With rising interest rates, profitability has become a premium across all industries.
Many retailers, operating on thin profits, face tight margins that can fluctuate with even minor changes in costs or revenue. Enter retail media networks (RMNs) which have become a focus for many retailers over the last couple of years.
RMNs drive customer discovery by leveraging support funds from brands, in the form of digital ads, to drive greater sales while delivering increased profitability for retailers.
Amidst the backdrop of slowing advertising spend, how are media networks performing and where are they headed? A few key themes stand out as the focus for many retailers shifts from growth to the bottom line.
Increasingly important source of profit margin for retailers offering national brands
For retailers that operate on thin margins, such as grocers, support funds from national brand vendors are a critical component of operating profit. Many brands allocate these support funds (trade funds) to retail media networks.
A recent Wall Street Journal article revealed that, according to Matthew Hamory of AlixPartners, these funds “often account for more than a half of supermarkets’ operating profits.”

For ecommerce marketplaces – sites without limitations on the number of items offered to customers – that operate at scale, profitability may be determined by the success of the retail media networks given the often-thin margins on just the selling of items.
As an example, Instacart grew its revenue by 30% in the last quarter while gross merchandise value, or GMV (a proxy for transactions), grew by only 5%.

Action item
Quote the retail media article from "RMNs drive customer" to "retail media networks.", word for word. The records below are separate material and have no connection to the retail media article.

Data supplied
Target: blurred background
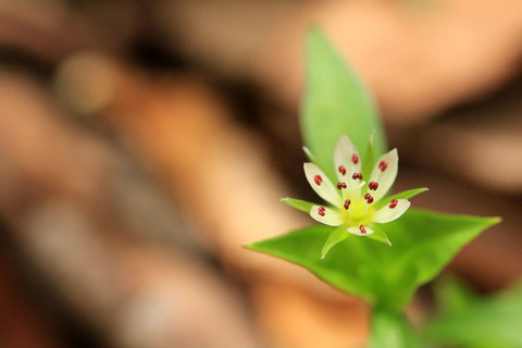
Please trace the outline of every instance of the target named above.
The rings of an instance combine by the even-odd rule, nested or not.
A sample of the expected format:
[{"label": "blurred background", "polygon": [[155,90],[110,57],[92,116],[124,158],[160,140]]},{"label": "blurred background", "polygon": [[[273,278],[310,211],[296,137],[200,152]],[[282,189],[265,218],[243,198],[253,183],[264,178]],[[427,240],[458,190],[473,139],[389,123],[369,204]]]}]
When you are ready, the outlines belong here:
[{"label": "blurred background", "polygon": [[[520,0],[0,1],[2,348],[361,347],[368,310],[243,244],[311,224],[298,111],[321,25],[415,207],[500,215],[450,272],[522,274]],[[428,286],[410,309],[434,310]]]}]

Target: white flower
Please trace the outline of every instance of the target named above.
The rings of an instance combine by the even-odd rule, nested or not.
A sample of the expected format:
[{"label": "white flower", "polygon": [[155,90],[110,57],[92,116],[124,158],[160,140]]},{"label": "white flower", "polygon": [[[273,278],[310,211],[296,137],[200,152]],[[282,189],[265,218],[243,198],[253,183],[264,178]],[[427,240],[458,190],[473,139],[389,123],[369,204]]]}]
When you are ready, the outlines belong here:
[{"label": "white flower", "polygon": [[400,217],[410,208],[411,203],[407,198],[426,190],[422,188],[386,196],[397,176],[398,161],[397,149],[383,154],[375,162],[366,181],[362,174],[358,150],[347,136],[341,136],[334,150],[337,183],[332,183],[316,164],[304,163],[308,183],[330,204],[319,206],[291,198],[283,201],[294,208],[308,211],[310,216],[320,223],[341,226],[332,233],[330,243],[327,241],[323,249],[323,257],[333,245],[348,236],[346,233],[371,236],[378,232],[372,238],[391,245],[377,225]]}]

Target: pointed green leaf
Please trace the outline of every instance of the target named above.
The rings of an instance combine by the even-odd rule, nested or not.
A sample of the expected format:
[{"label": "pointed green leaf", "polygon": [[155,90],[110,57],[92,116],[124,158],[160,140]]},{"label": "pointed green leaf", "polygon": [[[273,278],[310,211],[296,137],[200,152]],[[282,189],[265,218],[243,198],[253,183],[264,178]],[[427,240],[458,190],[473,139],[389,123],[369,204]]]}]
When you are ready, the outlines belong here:
[{"label": "pointed green leaf", "polygon": [[[385,151],[385,136],[373,101],[326,37],[316,28],[307,39],[307,91],[301,129],[316,164],[335,178],[333,153],[339,137],[347,135],[363,151],[375,132],[375,156]],[[364,158],[362,159],[364,163]]]},{"label": "pointed green leaf", "polygon": [[291,208],[296,208],[306,213],[310,213],[310,210],[312,210],[312,207],[314,206],[314,203],[307,202],[306,200],[289,197],[282,198],[281,201],[287,206],[290,206]]},{"label": "pointed green leaf", "polygon": [[332,249],[339,241],[345,240],[348,235],[349,233],[348,231],[346,231],[346,226],[339,226],[335,228],[334,232],[330,234],[328,239],[326,239],[326,243],[323,246],[321,259],[324,259],[326,257],[326,253],[328,253],[330,249]]},{"label": "pointed green leaf", "polygon": [[319,225],[248,248],[300,264],[343,291],[397,310],[408,304],[415,289],[435,277],[465,244],[498,222],[497,217],[410,209],[385,225],[393,247],[350,236],[321,260],[320,250],[335,227]]}]

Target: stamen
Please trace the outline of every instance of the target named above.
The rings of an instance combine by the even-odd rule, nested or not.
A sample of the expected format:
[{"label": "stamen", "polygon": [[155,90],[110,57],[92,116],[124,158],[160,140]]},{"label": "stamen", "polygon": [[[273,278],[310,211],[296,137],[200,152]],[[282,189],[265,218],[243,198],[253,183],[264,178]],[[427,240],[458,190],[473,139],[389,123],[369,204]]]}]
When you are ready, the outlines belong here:
[{"label": "stamen", "polygon": [[324,216],[326,214],[324,207],[319,207],[318,208],[318,214],[320,214],[321,216]]},{"label": "stamen", "polygon": [[378,163],[378,169],[381,170],[381,172],[386,171],[387,167],[388,167],[388,163],[386,161],[381,161]]},{"label": "stamen", "polygon": [[364,199],[369,204],[373,203],[373,197],[370,194],[364,195]]},{"label": "stamen", "polygon": [[315,184],[318,184],[318,186],[320,186],[323,182],[323,178],[321,177],[321,175],[318,174],[313,177],[313,181],[315,182]]},{"label": "stamen", "polygon": [[352,179],[356,179],[356,178],[362,179],[362,174],[361,173],[353,173],[353,175],[351,175],[351,178]]},{"label": "stamen", "polygon": [[359,231],[364,235],[366,234],[366,228],[363,225],[359,225]]}]

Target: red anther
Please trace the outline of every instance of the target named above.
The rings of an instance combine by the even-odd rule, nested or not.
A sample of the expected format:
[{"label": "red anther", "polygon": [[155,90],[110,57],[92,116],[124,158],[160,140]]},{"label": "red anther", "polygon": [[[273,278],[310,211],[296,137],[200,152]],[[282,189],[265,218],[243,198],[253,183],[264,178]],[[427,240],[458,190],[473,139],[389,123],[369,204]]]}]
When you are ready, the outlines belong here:
[{"label": "red anther", "polygon": [[362,174],[361,173],[353,173],[353,175],[351,175],[351,178],[353,178],[353,179],[361,178],[362,179]]},{"label": "red anther", "polygon": [[318,184],[318,186],[320,186],[323,182],[323,178],[321,177],[321,175],[318,174],[313,177],[313,181],[315,182],[315,184]]},{"label": "red anther", "polygon": [[370,189],[376,190],[377,187],[378,187],[377,182],[371,182],[370,184],[368,184],[368,188],[370,188]]},{"label": "red anther", "polygon": [[381,170],[381,172],[386,171],[387,167],[388,167],[388,163],[386,161],[381,161],[378,163],[378,169]]},{"label": "red anther", "polygon": [[357,153],[353,153],[353,154],[351,156],[351,162],[353,162],[353,164],[359,163],[359,156],[357,156]]}]

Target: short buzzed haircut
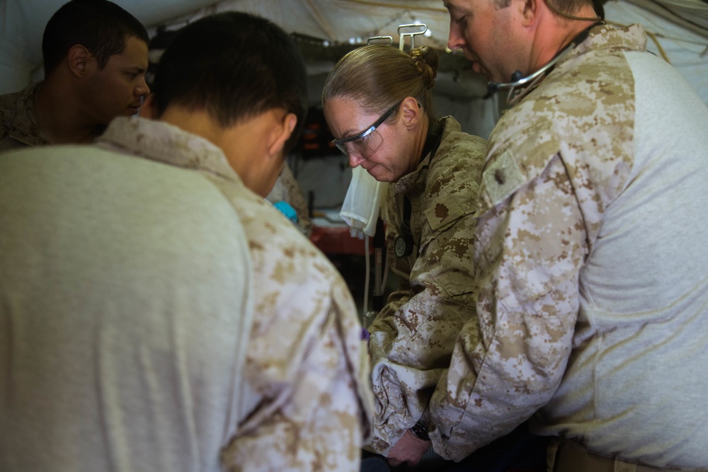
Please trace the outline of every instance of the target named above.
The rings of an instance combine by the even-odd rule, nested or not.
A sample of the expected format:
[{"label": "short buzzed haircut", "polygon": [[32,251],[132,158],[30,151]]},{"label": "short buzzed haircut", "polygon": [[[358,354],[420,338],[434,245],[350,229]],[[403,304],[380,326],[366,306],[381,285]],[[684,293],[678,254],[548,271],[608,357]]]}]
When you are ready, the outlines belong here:
[{"label": "short buzzed haircut", "polygon": [[42,38],[45,76],[81,45],[96,57],[99,69],[125,50],[127,38],[148,44],[147,30],[137,18],[108,0],[71,0],[52,16]]},{"label": "short buzzed haircut", "polygon": [[158,115],[178,105],[204,110],[224,127],[284,108],[297,117],[286,153],[307,112],[297,45],[270,21],[242,12],[206,16],[181,29],[160,58],[152,91]]}]

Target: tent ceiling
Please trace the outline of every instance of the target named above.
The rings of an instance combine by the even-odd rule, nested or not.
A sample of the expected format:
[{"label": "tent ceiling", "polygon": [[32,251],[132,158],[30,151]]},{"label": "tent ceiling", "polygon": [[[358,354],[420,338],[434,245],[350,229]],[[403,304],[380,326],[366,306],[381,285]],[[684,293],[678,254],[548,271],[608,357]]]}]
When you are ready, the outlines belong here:
[{"label": "tent ceiling", "polygon": [[[176,29],[206,14],[239,10],[258,14],[297,33],[312,74],[321,74],[333,61],[372,36],[391,36],[398,45],[398,27],[423,23],[428,32],[415,44],[445,49],[449,17],[441,0],[113,0],[132,13],[152,35],[158,27]],[[13,91],[41,79],[44,25],[66,0],[0,0],[0,93]],[[629,7],[627,6],[629,6]],[[670,42],[667,58],[687,74],[708,76],[708,0],[611,0],[607,18],[620,23],[641,21]],[[646,13],[646,14],[645,14]],[[658,18],[658,20],[657,20]],[[410,39],[406,40],[409,45]],[[687,69],[682,70],[682,64]],[[472,85],[454,93],[479,95],[484,81],[454,54],[441,54],[441,82],[467,81]],[[693,78],[694,82],[704,81]],[[691,80],[689,80],[691,81]],[[708,84],[699,91],[708,102]]]}]

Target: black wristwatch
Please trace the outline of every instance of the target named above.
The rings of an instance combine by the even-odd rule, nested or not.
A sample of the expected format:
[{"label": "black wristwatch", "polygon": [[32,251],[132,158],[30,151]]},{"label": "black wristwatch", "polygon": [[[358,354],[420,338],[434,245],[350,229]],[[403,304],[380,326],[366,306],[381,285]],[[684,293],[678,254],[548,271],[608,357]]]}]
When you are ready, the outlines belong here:
[{"label": "black wristwatch", "polygon": [[426,430],[426,427],[421,423],[416,423],[413,427],[411,428],[411,432],[417,436],[419,439],[423,439],[423,441],[430,440],[430,437],[428,435],[428,430]]}]

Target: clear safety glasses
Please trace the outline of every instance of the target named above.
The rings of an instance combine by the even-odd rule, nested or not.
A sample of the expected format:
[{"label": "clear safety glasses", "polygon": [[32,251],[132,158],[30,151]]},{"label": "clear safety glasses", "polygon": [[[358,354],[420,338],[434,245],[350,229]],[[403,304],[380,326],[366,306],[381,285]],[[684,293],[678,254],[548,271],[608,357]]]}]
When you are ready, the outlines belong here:
[{"label": "clear safety glasses", "polygon": [[401,100],[385,113],[381,115],[373,125],[358,134],[350,136],[348,138],[334,139],[332,144],[339,148],[346,156],[357,156],[362,159],[368,159],[378,151],[384,142],[384,137],[376,130],[382,123],[386,121],[396,111],[403,100]]}]

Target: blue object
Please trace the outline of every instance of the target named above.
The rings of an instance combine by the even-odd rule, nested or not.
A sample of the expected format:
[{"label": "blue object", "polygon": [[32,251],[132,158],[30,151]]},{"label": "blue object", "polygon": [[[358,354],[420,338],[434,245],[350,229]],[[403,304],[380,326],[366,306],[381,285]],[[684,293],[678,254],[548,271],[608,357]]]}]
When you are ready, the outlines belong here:
[{"label": "blue object", "polygon": [[280,213],[285,215],[285,217],[289,220],[297,224],[297,212],[295,209],[290,206],[290,204],[284,200],[280,200],[280,202],[276,202],[273,204],[273,206],[277,208]]}]

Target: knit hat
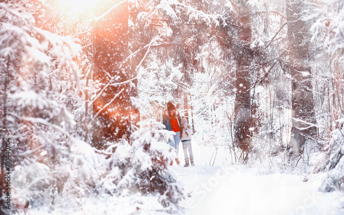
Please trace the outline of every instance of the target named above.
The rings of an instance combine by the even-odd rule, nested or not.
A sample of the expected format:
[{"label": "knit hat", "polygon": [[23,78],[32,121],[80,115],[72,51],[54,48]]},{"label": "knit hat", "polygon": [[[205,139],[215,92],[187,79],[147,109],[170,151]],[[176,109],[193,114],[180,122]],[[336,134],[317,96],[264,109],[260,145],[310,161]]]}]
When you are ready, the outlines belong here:
[{"label": "knit hat", "polygon": [[172,110],[175,109],[175,106],[172,104],[171,102],[168,102],[167,103],[167,110],[169,111],[171,111]]}]

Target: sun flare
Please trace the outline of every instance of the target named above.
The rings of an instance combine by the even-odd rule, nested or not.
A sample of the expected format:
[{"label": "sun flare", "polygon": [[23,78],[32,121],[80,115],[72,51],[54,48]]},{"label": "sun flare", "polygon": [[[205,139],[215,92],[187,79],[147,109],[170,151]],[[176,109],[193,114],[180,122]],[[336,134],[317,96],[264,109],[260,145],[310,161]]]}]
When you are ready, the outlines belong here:
[{"label": "sun flare", "polygon": [[92,12],[101,0],[57,0],[67,10],[75,13]]}]

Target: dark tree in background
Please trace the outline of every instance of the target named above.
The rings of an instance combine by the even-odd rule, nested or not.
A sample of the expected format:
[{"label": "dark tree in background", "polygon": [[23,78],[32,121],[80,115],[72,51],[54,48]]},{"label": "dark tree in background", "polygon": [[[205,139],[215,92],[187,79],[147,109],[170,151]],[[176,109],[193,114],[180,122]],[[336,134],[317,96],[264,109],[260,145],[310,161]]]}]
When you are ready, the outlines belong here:
[{"label": "dark tree in background", "polygon": [[292,76],[292,127],[290,145],[299,155],[303,146],[316,136],[314,102],[310,57],[309,26],[303,19],[306,8],[299,0],[286,0],[288,41]]},{"label": "dark tree in background", "polygon": [[235,144],[247,152],[252,137],[250,130],[252,120],[250,67],[253,60],[253,54],[249,46],[252,39],[251,9],[248,1],[242,0],[238,4],[238,10],[240,49],[237,54],[234,138]]}]

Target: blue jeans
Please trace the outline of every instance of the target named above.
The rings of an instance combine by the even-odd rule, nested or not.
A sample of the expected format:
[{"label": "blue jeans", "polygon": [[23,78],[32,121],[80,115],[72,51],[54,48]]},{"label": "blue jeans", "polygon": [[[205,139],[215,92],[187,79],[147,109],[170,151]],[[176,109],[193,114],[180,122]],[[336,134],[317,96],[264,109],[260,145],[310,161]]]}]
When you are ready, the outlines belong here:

Output
RMNs drive customer discovery by leveraging support funds from brands, in the form of digital ads, to drive greater sales while delivering increased profitability for retailers.
Amidst the backdrop of slowing advertising spend, how are media networks performing and where are they headed? A few key themes stand out as the focus for many retailers shifts from growth to the bottom line.
Increasingly important source of profit margin for retailers offering national brands
For retailers that operate on thin margins, such as grocers, support funds from national brand vendors are a critical component of operating profit. Many brands allocate these support funds (trade funds) to retail media networks.